Instrucciones de la tarea: Enumera los seres monstruosos que, según el texto sobre los villanos del cine, encarnó Lon Chaney.

Fragmento del texto:
- - -
La imagen de Richard Kiel, que interpretó a Tiburón en dos películas de la saga James Bond, se quedó grabada profundamente en el público

Richard Kiel y Roger Moore en 'La espía que me amó' (1977).
Richard Kiel y Roger Moore en 'La espía que me amó' (1977).Album

Qué se recuerda más: lo que nos hizo alguna vez felices o lo que nos hizo desdichados? ¿Lo que nos divierte o lo que nos asusta? ¿Lo que nos permitió soñar o lo que no nos dejó dormir? Dentro de un cine, al menos cinco de cada diez veces la respuesta correcta es la b. Los malos de las películas, que en la teoría están ahí sobre todo para ser vencidos por el héroe, son los que en muchas ocasiones se llevan el gato al agua: al apagar la luz por las noches, se recuerda más a los zombis que a sus cazadores; los actores que interpretaron a Drácula, con Bela Lugosi y Christopher Lee a la cabeza, se hicieron más famosos que quienes los espantaban con sus crucifijos; lo que perdura de Frankenstein es Boris Karloff y cualquiera sabe que la niña de El Exorcista era Linda Blair, pero todo el mundo ha olvidado a Jason Miller, el cura. Y si cierras los ojos y piensas en El silencio de los corderos, no ves a la agente del FBI que encarna Jodie Foster, sino a Anthony Hopkins en su papel del antropófago. Por eso muchos se hicieron célebres por su capacidad de encarnar seres monstruosos, como Lon Chaney, sobre quien después de ser el fantasma de la ópera, un hombre-lobo o una momia y ganarse el alias de El Hombre de las Mil Caras, circulaba por Hollywood esta frase hecha: “Si un insecto se posa en tu plato, no lo mates: ¡podría ser Lon Chaney!”.
- - -
Datos registrados:

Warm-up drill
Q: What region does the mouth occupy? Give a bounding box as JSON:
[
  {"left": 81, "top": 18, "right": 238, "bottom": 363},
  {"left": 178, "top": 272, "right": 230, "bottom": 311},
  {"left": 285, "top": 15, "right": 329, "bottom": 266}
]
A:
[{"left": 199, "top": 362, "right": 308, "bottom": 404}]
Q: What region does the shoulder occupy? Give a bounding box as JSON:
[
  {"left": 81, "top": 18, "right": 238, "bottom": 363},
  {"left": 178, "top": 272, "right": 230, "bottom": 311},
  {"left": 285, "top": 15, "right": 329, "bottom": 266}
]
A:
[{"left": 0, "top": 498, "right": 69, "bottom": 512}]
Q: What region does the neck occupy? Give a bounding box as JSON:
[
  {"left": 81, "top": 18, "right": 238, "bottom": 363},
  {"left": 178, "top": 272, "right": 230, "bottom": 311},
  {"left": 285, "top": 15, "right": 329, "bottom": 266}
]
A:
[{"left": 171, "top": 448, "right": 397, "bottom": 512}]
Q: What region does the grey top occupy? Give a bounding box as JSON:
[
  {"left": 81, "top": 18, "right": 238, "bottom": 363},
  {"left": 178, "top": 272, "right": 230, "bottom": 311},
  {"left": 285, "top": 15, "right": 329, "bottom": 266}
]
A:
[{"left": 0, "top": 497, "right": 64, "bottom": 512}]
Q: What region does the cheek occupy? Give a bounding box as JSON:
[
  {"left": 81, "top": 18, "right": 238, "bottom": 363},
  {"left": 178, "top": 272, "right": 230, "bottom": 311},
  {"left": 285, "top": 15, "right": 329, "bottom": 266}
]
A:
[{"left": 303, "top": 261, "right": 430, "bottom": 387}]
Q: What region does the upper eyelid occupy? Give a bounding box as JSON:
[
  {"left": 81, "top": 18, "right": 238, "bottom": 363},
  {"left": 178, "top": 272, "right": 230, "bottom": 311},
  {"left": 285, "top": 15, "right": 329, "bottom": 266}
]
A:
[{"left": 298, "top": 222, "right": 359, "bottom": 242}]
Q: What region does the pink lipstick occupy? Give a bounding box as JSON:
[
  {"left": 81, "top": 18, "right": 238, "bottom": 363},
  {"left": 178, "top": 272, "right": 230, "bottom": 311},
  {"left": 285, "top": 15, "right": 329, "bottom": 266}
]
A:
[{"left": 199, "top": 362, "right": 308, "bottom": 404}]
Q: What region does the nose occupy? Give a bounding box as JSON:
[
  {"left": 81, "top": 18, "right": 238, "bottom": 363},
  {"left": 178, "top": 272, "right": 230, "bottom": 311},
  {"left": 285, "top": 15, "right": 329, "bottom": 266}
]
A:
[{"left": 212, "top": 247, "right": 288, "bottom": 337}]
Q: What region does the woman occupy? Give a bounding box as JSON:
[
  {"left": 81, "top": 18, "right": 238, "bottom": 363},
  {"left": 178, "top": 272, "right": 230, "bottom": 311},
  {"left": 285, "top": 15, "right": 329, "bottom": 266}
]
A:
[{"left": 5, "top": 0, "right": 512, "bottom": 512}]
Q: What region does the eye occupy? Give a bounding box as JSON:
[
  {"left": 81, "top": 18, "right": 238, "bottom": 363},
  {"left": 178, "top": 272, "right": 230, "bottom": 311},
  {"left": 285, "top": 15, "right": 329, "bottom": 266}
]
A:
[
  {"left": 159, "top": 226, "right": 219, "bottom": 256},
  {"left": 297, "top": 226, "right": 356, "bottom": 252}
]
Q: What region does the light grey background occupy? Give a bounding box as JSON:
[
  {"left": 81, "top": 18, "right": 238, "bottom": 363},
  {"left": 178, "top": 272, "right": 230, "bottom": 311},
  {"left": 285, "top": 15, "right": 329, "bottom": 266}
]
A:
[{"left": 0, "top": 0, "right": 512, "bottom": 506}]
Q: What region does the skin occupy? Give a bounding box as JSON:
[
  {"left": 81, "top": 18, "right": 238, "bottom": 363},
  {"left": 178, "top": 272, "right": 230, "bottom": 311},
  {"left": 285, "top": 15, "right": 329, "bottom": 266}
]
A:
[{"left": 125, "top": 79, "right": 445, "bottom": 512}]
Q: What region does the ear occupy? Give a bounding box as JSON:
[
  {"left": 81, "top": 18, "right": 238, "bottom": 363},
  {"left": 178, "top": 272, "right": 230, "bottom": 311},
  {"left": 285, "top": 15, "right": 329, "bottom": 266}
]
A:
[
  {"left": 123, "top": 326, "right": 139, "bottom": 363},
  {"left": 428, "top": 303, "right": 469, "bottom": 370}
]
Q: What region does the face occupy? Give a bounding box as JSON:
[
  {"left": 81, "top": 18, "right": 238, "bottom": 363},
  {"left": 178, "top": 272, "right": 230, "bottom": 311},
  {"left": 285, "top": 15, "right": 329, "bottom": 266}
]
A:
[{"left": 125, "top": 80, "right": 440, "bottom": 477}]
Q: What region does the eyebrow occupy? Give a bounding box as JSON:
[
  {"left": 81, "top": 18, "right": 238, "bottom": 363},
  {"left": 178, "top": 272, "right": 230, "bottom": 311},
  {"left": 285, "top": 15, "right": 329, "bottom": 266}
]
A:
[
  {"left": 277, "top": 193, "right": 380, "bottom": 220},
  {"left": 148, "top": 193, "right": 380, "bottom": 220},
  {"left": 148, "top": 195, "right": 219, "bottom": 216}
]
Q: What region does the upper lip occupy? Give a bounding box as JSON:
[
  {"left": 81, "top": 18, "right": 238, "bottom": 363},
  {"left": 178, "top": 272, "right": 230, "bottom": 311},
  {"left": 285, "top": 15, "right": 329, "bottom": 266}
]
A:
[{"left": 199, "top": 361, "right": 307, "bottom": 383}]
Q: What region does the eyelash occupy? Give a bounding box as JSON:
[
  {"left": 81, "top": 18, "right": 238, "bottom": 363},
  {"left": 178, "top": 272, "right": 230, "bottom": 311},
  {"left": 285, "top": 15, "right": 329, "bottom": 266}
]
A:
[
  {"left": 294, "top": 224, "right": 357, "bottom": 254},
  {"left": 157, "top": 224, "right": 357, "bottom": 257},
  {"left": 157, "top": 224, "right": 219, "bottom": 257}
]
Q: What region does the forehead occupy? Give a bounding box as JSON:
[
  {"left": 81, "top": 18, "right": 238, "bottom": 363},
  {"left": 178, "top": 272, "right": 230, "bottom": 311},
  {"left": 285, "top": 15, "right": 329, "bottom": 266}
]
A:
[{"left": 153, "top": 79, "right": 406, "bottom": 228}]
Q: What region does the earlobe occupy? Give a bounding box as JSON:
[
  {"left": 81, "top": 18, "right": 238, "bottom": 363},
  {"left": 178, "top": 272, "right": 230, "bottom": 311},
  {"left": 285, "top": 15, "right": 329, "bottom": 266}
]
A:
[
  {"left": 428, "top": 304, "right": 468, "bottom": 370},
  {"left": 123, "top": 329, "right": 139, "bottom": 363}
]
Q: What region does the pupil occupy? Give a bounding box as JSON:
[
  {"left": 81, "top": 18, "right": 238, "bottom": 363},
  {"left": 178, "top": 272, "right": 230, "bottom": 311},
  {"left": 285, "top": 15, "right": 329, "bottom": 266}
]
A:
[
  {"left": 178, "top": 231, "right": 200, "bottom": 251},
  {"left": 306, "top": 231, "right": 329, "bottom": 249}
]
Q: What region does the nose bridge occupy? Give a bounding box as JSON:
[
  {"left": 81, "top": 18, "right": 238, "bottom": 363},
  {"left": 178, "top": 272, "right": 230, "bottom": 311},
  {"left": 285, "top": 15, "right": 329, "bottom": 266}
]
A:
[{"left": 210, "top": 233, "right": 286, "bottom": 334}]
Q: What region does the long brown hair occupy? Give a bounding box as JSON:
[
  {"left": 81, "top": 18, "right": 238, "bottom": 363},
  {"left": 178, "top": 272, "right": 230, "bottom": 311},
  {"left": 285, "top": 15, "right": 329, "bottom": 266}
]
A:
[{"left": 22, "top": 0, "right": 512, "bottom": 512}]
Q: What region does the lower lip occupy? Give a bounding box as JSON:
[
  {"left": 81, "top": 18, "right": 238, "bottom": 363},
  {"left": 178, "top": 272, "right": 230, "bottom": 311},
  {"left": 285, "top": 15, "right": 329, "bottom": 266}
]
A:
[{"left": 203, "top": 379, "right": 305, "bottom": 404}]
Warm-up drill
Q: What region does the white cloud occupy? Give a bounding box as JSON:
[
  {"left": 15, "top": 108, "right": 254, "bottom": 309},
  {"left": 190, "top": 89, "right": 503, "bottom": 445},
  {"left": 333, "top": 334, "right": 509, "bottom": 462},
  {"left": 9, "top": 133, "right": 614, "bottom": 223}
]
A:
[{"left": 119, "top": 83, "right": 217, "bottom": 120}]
- - -
Solución del ejercicio: El fantasma de la ópera, un hombre-lobo y una momia.